◆ ARBEITSAUFTRAG
Schreibe die folgenden Daten Zeile für Zeile unverändert ab. Das Bild lässt du in deiner Abschrift weg.
-=-=-
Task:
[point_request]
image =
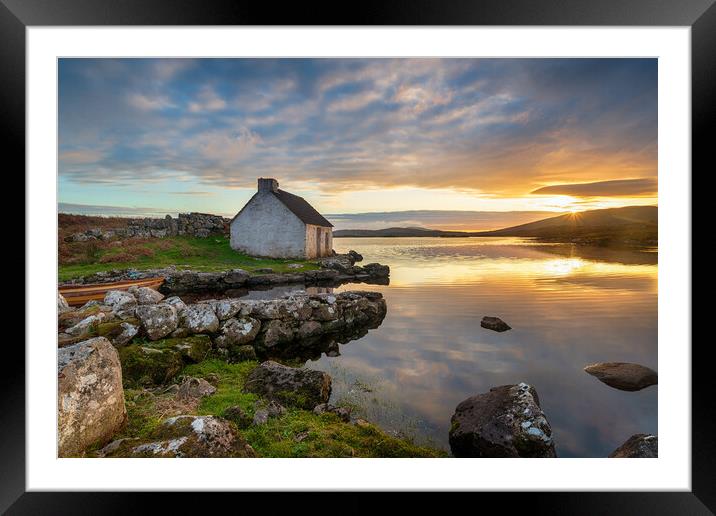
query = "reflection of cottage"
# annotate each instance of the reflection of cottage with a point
-=-=-
◆ BEARBEITETE AUFGABE
Task:
[point_request]
image =
query = "reflection of cottage"
# annotate each instance of the reflection of cottage with a point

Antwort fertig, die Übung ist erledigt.